-------- Texto fornecido

Isto ficou evidente em numerosos programas televisivos e de rádio em que os entrevistados, e não poucos entrevistadores, confessaram publicamente esta mudança de preferências. Diz-se que tem apoio importante, também, entre os funcionários da banca privada e entre setores docentes da província de Buenos Aires, que estão muito desiludidos com Macri e em confronto com Vidal2, mas que se lembram das suas lutas contra Scioli3. Há que acrescentar que no início, Lavagna era o candidato natural do chamado “círculo vermelho”4.
A brecha
Isto levanta a incógnita: a brecha entre as duas fórmulas maioritárias irá ampliar-se ou, pelo contrário, reduzir-se-á em relação às primárias de 11 de agosto (Primárias Abertas, Simultâneas e Obrigatórias – PASO)? Se essa brecha se reduzir, será considerada um triunfo pelo oficialismo, já que fortalecerá uma futura bancada parlamentar de Juntos por el Cambio. Pelo contrário, se se ampliar poderá ser uma verdadeira catástrofe que porá em risco a própria coligação. A eleição em Mendoza do domingo passado pareceu apontar na primeira direção, mas foi uma eleição totalmente local5.
O FMI de forma unilateral suspendeu as relações com o país até que se conheçam os resultados eleitorais de 27 próximo.
No plano económico financeiro temos duas certezas. Uma é que o FMI de forma unilateral suspendeu as relações com o país até que se conheçam os resultados eleitorais de 27 próximo. Então decidirá o ansiado desembolso de 5.400 milhões de dólares, que quer discutir com a próxima equipa governativa ao assinar um novo acordo, veremos com que condições.
Outra certeza é que a economia real continua em queda. A produção industrial, a construção, o consumo, o comércio, a intermediação financeira, as transações imobiliárias, todas estas variáveis mostram números negativos, que em alguns casos estão em 12 e 14 meses consecutivos de queda. Só a atividade agropecuária tem dados positivos. A capacidade instalada ociosa média varia entre 40 e 50 por cento, segundo os ramos. Fecharam milhares de empresas e de lojas.
Os dados publicados pelo INDEC (Instituto Nacional de Estatística e de Censos) correspondentes ao segundo trimestre deste ano mostram o dano social que o modelo de valorização financeira implementado desde 2016 está a causar. O desemprego chegou a 10,6% (2.050.000 pessoas, 250.000 mais que num ano atrás) e o subemprego a 13,1% (2.530.000, 420.000 mais que em 2018). Ao todo 4.580.000 pessoas que têm problemas com o emprego. Os salários reais caíram entre 15 a 20%, metade dos trabalhadores têm rendimentos abaixo do nível de pobreza.

----------------

* Requisitos das tarefas:
1. No texto sobre as eleições argentinas, qual é a única atividade económica com dados positivos?
2. Dê continuidade ao texto sobre as eleições argentinas a partir da sua última frase.

-------- Itens fornecidos

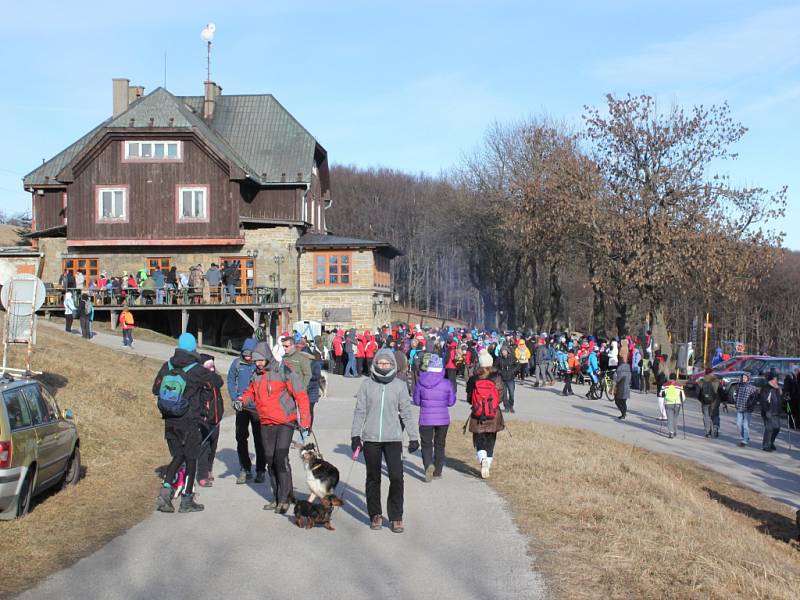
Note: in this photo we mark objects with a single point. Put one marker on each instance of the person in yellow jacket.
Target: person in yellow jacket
(673, 395)
(523, 356)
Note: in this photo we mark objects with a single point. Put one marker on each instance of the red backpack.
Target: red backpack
(485, 400)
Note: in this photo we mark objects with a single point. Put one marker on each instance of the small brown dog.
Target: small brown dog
(306, 515)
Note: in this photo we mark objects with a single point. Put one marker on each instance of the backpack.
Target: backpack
(171, 399)
(707, 393)
(485, 400)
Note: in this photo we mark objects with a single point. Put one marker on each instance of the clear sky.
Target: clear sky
(410, 85)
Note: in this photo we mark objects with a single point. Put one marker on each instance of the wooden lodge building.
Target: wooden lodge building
(187, 180)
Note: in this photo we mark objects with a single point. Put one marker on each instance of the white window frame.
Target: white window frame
(100, 190)
(179, 203)
(138, 157)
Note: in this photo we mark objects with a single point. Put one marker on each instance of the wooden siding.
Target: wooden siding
(279, 204)
(151, 202)
(48, 209)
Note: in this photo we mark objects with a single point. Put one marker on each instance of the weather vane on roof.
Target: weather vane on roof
(207, 35)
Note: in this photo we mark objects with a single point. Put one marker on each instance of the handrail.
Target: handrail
(188, 296)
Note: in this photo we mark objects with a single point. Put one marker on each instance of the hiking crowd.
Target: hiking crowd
(273, 391)
(157, 286)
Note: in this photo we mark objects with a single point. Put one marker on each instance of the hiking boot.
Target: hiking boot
(164, 500)
(189, 505)
(244, 476)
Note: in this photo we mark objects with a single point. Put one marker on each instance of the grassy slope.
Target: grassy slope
(609, 520)
(121, 445)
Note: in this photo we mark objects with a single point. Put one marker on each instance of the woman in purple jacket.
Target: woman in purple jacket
(434, 395)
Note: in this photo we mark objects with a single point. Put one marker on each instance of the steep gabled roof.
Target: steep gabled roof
(255, 133)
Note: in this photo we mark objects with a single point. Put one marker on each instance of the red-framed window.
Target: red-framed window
(383, 274)
(333, 269)
(247, 270)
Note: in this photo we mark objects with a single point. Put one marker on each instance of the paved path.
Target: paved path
(234, 549)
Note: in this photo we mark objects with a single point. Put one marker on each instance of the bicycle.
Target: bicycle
(606, 385)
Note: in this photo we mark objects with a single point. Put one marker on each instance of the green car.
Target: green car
(39, 445)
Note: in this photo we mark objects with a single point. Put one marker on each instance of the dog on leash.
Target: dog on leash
(307, 515)
(321, 476)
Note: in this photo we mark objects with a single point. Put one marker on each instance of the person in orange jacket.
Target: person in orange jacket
(280, 399)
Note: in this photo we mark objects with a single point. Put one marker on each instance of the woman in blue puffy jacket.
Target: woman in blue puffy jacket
(434, 395)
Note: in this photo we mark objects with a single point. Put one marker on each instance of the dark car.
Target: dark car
(735, 363)
(758, 368)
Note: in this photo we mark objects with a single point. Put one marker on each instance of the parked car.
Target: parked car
(734, 363)
(39, 445)
(758, 367)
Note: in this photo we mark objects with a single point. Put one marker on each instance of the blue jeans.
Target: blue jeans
(351, 365)
(743, 425)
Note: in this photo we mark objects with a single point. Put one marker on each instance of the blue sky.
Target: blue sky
(409, 85)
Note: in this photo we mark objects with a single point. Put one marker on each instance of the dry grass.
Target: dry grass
(121, 445)
(609, 520)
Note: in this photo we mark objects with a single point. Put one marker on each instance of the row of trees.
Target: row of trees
(547, 228)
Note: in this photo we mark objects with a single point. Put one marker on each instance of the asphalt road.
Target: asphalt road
(460, 541)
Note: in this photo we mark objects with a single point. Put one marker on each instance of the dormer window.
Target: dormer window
(147, 150)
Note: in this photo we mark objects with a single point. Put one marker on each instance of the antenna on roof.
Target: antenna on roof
(207, 35)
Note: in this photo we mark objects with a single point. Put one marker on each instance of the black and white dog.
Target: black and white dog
(321, 476)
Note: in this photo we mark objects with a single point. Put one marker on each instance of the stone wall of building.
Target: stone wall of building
(369, 307)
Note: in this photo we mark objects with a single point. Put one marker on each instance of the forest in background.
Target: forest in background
(595, 230)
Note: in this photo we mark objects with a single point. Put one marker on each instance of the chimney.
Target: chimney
(124, 93)
(212, 93)
(120, 92)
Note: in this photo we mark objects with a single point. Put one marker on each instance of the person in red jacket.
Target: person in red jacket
(338, 353)
(360, 354)
(281, 402)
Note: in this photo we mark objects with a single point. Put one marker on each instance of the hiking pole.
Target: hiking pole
(683, 416)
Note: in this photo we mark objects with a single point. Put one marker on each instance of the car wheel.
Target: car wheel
(73, 473)
(25, 494)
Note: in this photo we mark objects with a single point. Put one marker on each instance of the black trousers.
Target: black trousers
(277, 439)
(567, 384)
(183, 440)
(205, 461)
(374, 454)
(451, 375)
(484, 441)
(622, 405)
(246, 419)
(432, 440)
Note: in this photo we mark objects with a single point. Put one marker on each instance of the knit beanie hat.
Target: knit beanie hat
(187, 342)
(435, 364)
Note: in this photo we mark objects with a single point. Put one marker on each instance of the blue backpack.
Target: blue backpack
(171, 399)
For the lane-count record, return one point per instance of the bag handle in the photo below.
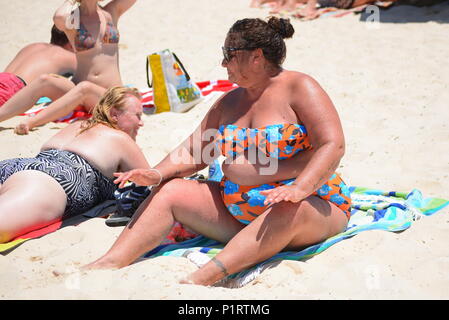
(150, 83)
(182, 67)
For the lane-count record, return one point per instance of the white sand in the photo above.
(390, 86)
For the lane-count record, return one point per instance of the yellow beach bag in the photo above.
(173, 90)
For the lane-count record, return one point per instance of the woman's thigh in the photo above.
(29, 200)
(298, 225)
(199, 205)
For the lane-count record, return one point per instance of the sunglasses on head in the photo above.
(227, 50)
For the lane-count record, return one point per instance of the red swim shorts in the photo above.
(9, 85)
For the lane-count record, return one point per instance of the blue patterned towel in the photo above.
(372, 209)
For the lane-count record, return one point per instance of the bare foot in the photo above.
(100, 264)
(22, 128)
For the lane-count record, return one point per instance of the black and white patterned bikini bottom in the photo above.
(84, 185)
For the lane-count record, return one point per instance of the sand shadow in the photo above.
(402, 13)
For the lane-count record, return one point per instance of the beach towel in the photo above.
(372, 209)
(206, 88)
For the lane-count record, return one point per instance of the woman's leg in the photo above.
(47, 85)
(29, 200)
(84, 93)
(285, 226)
(197, 205)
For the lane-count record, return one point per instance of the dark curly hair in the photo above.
(58, 37)
(266, 35)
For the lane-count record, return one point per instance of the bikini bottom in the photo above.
(246, 203)
(84, 185)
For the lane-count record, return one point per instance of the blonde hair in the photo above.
(114, 97)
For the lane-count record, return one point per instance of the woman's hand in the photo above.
(290, 193)
(141, 177)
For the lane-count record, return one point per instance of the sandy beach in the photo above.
(390, 84)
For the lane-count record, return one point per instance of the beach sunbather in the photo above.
(282, 139)
(37, 59)
(73, 172)
(95, 40)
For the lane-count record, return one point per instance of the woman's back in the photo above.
(101, 146)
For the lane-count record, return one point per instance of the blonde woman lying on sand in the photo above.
(256, 210)
(94, 37)
(73, 172)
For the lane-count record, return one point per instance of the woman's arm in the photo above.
(317, 112)
(196, 152)
(117, 7)
(314, 167)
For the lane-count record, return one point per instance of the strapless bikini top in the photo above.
(280, 141)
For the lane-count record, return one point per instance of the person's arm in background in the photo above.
(183, 160)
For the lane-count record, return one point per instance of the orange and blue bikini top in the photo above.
(280, 141)
(85, 41)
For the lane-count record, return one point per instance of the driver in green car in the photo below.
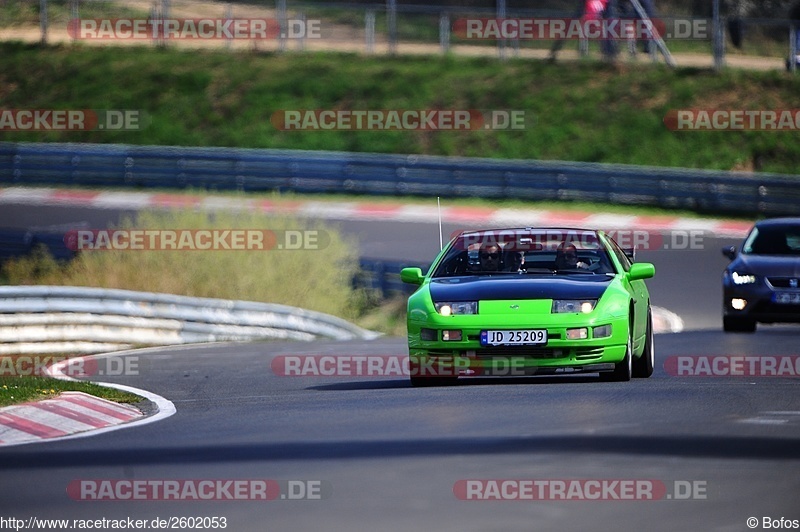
(489, 256)
(567, 257)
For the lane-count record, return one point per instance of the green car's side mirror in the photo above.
(411, 275)
(641, 270)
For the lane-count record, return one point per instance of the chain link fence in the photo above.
(696, 36)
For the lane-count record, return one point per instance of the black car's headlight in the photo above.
(567, 306)
(448, 308)
(739, 278)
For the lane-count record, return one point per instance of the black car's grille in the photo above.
(784, 282)
(578, 353)
(766, 307)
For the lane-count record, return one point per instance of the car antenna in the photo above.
(439, 206)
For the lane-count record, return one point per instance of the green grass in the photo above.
(20, 389)
(315, 279)
(584, 111)
(26, 12)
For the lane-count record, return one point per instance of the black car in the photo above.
(762, 282)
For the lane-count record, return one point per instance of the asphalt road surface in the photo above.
(688, 277)
(708, 452)
(701, 452)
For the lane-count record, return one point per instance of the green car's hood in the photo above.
(508, 287)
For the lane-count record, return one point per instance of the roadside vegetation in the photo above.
(577, 111)
(315, 279)
(20, 389)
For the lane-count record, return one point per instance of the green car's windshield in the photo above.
(528, 252)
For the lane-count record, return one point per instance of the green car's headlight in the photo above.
(448, 308)
(573, 306)
(743, 278)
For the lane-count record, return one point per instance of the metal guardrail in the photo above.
(383, 277)
(385, 174)
(78, 319)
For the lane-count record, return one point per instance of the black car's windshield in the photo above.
(526, 252)
(773, 240)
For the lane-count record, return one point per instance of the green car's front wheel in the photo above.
(419, 380)
(624, 368)
(643, 366)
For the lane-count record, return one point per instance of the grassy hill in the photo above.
(582, 111)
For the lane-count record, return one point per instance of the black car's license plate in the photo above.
(514, 337)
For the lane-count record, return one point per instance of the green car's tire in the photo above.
(624, 368)
(427, 381)
(643, 366)
(732, 324)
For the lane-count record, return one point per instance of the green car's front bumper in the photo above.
(432, 355)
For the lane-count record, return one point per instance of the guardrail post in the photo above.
(444, 32)
(74, 14)
(718, 43)
(391, 14)
(369, 30)
(282, 25)
(228, 16)
(301, 41)
(43, 20)
(501, 43)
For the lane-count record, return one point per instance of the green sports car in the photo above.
(530, 301)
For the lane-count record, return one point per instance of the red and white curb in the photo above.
(357, 210)
(68, 413)
(76, 414)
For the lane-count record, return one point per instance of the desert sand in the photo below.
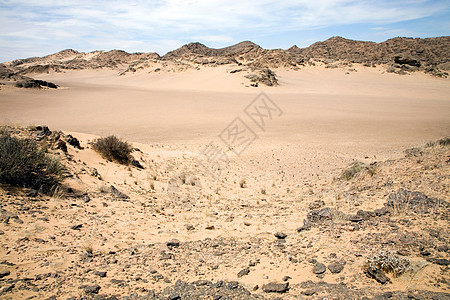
(330, 118)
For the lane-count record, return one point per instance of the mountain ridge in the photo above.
(399, 55)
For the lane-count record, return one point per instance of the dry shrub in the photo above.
(113, 148)
(389, 262)
(23, 163)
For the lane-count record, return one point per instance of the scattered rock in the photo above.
(280, 235)
(309, 292)
(276, 287)
(378, 275)
(439, 261)
(244, 272)
(74, 142)
(118, 193)
(335, 267)
(136, 164)
(91, 289)
(4, 273)
(100, 273)
(76, 227)
(319, 268)
(174, 243)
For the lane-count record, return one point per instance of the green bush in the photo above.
(112, 148)
(23, 163)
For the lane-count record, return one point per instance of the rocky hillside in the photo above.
(408, 53)
(399, 55)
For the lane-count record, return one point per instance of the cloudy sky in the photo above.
(39, 27)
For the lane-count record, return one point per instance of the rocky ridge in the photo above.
(397, 55)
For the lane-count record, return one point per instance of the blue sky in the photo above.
(39, 27)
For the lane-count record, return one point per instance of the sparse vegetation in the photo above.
(389, 262)
(243, 183)
(23, 163)
(445, 141)
(114, 149)
(354, 169)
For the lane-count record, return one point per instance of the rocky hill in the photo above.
(399, 55)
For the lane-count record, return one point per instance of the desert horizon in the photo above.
(225, 172)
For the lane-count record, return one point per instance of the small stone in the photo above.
(319, 268)
(91, 289)
(4, 273)
(174, 243)
(335, 267)
(244, 272)
(439, 261)
(76, 227)
(280, 235)
(174, 296)
(309, 292)
(276, 287)
(100, 274)
(378, 275)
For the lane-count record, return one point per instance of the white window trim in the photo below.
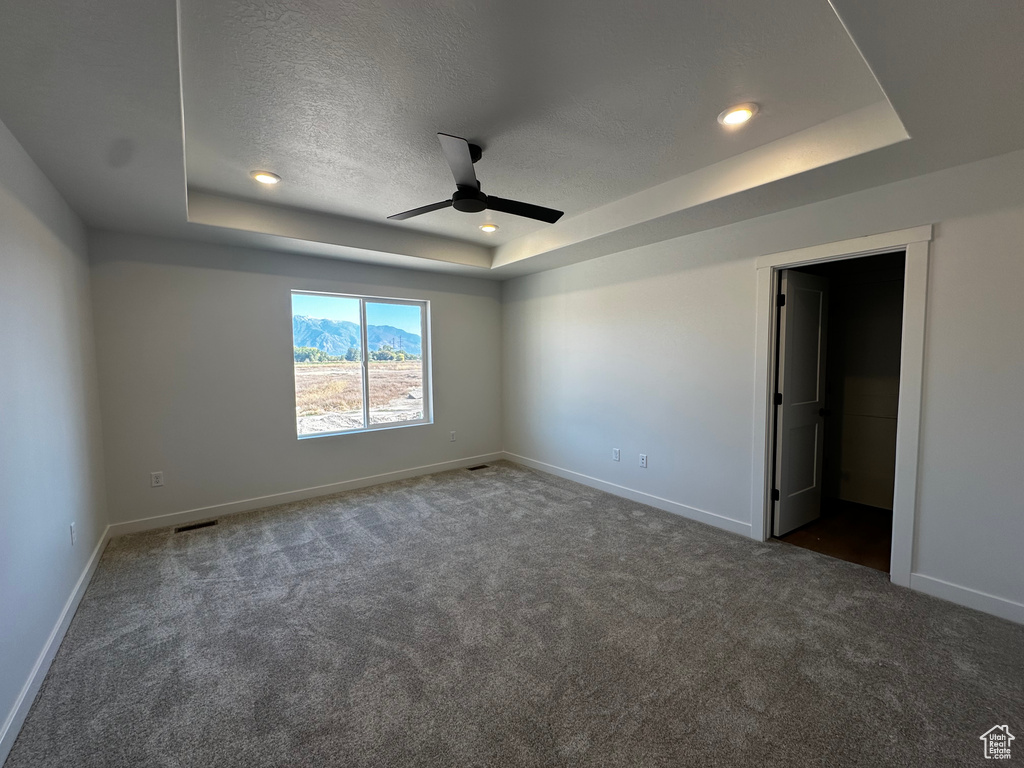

----------------

* Respostas às tarefas:
1. A atividade agropecuária.

2.
Mais pobres e desiguais
Uma curva de desemprego que cresce e uma de salários e rendimentos populares reais que desce não pode significar mais do que um aumento da pobreza. Assim o mostram os dados correspondentes ao primeiro semestre deste ano, que foram publicados na segunda-feira. A pobreza chegou a 35,4% (15.800.000 pessoas, 3.250.000 mais que há doze meses) e a pobreza extrema a 7,7 por cento (com 1.100.000 de novos pessoas extremamente pobres em relação ao mesmo período de 2018). Segundo o economista Claudio Lozano, no final do terceiro trimestre a taxa de pobreza será de 36,7% e a de pobreza extrema de 8,3 (16.500.000 milhões de pobres e 3.700.000 de pessoas extremamente pobres).
Consequentemente a desigualdade social aumentou. Em junho deste ano, os 10% mais ricos da população apropriavam-se de 31,9% dos rendimentos, enquanto que os 10% mais pobres só receberam 1,6%. A diferença a favor dos primeiros é de 20 vezes. O Coeficiente de Gini, que se utiliza para medir a desigualdade por rendimentos (quanto mais perto de 1, maior a desigualdade) aponta para 0,434 quando há um ano atrás era de 0,422.
Não há qualquer dúvida de que em dezembro próximo todos estes indicadores serão piores.
Mas se estes são os dados das dimensões económico-sociais da crise, a dimensão financeira não é menos dramática. A Argentina entrou em default seletivo – segundo a nova categoria em uso – quando o governo decidiu “reperfilar” parte da dívida de curto prazo, adiando os seus pagamentos por três a seis meses. De forma inédita, o macrismo fez um default da dívida contraída pelo próprio e, além disso, fê-lo na nossa própria moeda. Mas isto só chutou para a frente o problema, ao qual há que somar os vencimentos com o FMI e os da dívida em bónus, além das Leliq6 (notas do Tesouro de sete dias, uma referência do mercado argentino).
Insolvência
Os gurus da City caracterizam a atual crise de dívida como de iliquidez, já que o Estado não conta com os fundos necessários para fazer frente aos vencimentos nos prazos estabelecidos. Mas em paralelo negam que esteja em insolvência. No entanto, se o Estado não tem capacidade de pagar, nem tem uma economia capaz de fazer frente às obrigações futuras, o que é isto senão insolvência?
Tirando a esquerda, todas as opções políticas estão decididas a pagar a dívida, nem sequer se lhes ocorre suspender os pagamentos e pesquisar as manobras do governo central que nestes quatro anos nos custaram milhares de milhões de dólares.
Assim, as margens de manobra do próximo governo são muito estreitas e corre-se o risco de que 2020 seja novamente um ano de recessão. Enquanto isso, o caminho até outubro é um desfiladeiro cheio de potenciais acidentes.
Eduardo Lucita faz parte do colectivo EDI (Economistas de Esquerda).
Publicado em La Arena a 4/10/2019
Reproduzido de Herramienta Socialista
Tradução de Joana Louçã para o Esquerda.net
1 A frente Consenso Federal, que candidatou o ex-ministro da Economia Roberto Lavagna, teve 8,2% nas primárias, o que a tornou a terceira força política do país.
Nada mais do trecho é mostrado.